Exercise:
In the response, each entry below should appear again exactly as given.

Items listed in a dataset
=======

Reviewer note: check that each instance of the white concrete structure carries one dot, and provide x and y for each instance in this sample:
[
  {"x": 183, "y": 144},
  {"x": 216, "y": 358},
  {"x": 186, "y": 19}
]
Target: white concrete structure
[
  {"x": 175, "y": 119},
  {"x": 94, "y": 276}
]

=======

Response to this exercise:
Reviewer note: check that each instance of the white concrete structure carries one dot, and provide x and y for each instance in this sample:
[
  {"x": 183, "y": 144},
  {"x": 216, "y": 358},
  {"x": 186, "y": 19}
]
Target: white concrete structure
[
  {"x": 175, "y": 119},
  {"x": 94, "y": 276}
]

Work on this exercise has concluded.